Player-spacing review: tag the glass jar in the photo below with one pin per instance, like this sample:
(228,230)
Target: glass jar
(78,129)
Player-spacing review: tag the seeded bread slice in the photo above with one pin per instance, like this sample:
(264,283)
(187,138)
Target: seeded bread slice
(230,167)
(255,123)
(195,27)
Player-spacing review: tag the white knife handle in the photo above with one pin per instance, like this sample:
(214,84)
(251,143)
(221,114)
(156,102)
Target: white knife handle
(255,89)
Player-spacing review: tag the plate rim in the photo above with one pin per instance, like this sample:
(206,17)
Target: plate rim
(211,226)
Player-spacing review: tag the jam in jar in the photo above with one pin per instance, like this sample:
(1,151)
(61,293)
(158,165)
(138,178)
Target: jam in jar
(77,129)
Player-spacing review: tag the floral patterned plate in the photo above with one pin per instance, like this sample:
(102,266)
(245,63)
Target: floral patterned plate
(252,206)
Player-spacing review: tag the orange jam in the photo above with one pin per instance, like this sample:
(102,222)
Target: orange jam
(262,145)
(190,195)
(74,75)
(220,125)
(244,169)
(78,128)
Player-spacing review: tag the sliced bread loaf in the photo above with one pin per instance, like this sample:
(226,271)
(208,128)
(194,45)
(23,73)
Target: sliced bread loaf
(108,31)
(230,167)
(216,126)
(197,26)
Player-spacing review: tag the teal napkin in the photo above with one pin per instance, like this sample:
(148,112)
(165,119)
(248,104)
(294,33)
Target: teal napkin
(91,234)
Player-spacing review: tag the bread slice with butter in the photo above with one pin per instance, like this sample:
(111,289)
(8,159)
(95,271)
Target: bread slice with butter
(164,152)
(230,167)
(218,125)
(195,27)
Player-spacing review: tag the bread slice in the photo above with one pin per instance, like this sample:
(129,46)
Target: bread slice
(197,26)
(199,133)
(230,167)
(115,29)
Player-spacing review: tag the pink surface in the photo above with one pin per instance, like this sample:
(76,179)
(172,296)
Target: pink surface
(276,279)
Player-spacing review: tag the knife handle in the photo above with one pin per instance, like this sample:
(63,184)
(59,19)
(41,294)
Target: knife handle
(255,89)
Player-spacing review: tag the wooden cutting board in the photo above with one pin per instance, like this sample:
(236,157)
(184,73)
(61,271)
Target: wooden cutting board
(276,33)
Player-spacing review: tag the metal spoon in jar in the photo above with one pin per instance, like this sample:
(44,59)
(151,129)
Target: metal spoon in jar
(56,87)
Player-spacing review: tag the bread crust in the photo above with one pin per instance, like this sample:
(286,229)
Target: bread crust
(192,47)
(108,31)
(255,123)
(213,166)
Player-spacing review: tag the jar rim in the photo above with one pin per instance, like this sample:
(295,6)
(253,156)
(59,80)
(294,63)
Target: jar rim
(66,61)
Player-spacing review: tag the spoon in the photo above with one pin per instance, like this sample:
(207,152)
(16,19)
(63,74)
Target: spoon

◆ ◆ ◆ ◆

• Exercise:
All of the entries above should be written out again exactly.

• Answer in full:
Player-spacing review: tag the glass jar in the photo below with one pin per instance, like this sample:
(228,230)
Target: glass jar
(78,129)
Player-spacing review: tag the seeded bread slice in the photo above with one pin per instance, like this sample:
(264,283)
(187,138)
Target: seeded bread slice
(230,167)
(255,123)
(195,27)
Player-spacing review: tag the white knife handle in the photo above with one pin per instance, like this sample:
(214,84)
(251,143)
(221,114)
(156,102)
Target: white knife handle
(255,89)
Player-spacing review: tag the plate rim in the photo above with one pin per instance, like this sample:
(206,17)
Target: plate rim
(211,226)
Player-spacing review: tag the jam in jar in the photo above with one pin per instance, like this sample:
(1,151)
(61,293)
(158,165)
(138,178)
Target: jam in jar
(77,129)
Player-spacing review: tag the floral patterned plate in the photo above with one pin per instance, like this sample:
(102,266)
(245,63)
Target: floral patterned plate
(252,206)
Player-spacing review: tag the orange jam in the photo above with one pin per instance, like this sample:
(102,222)
Target: orange jam
(262,145)
(190,195)
(74,75)
(220,125)
(244,169)
(78,128)
Player-spacing review: tag the sliced bread loaf in the photo above with one pin per instance, like this sample:
(226,271)
(208,128)
(194,45)
(23,73)
Target: sliced bread loaf
(108,31)
(230,167)
(216,126)
(197,26)
Player-spacing review: tag the teal napkin in the photo above with one pin per instance, like this sample:
(148,112)
(165,119)
(248,104)
(294,33)
Target: teal napkin
(91,234)
Player-spacing review: tag the bread slice with butter in the photo above with one pin per instance, like this sample:
(111,289)
(8,159)
(95,271)
Target: bread slice with butter
(164,152)
(230,167)
(218,125)
(195,27)
Player-spacing review: tag the bread slice in the photo above with one pin per instance, like this sample:
(129,46)
Target: bread slice
(197,26)
(199,133)
(230,167)
(115,29)
Player-spacing review: tag the pink surface in the photo above with one pin per instance, like this sample:
(76,179)
(172,296)
Target: pink surface
(276,279)
Player-spacing review: tag the knife handle in the photo above with one pin per instance, like this sample:
(63,184)
(59,19)
(41,294)
Target: knife handle
(255,89)
Player-spacing review: tag the wooden cutting board in the photo above with one pin per instance, like this sample:
(236,157)
(184,73)
(61,271)
Target: wooden cutting board
(276,33)
Player-spacing review: tag the metal spoon in jar in the photo above with one pin per instance, like this sample:
(44,59)
(151,129)
Target: metal spoon in jar
(56,87)
Player-spacing review: tag the bread crust in the photo above with one pin per instance, like this sample:
(286,229)
Target: bread crust
(192,47)
(108,31)
(255,123)
(213,166)
Player-spacing review: tag the jar rim in the photo above with one pin per instance, like this sample:
(295,6)
(253,156)
(59,80)
(294,63)
Target: jar rim
(66,61)
Player-spacing review: tag the spoon in the photo above with one pin per instance, like this sample:
(207,152)
(16,19)
(63,74)
Target: spoon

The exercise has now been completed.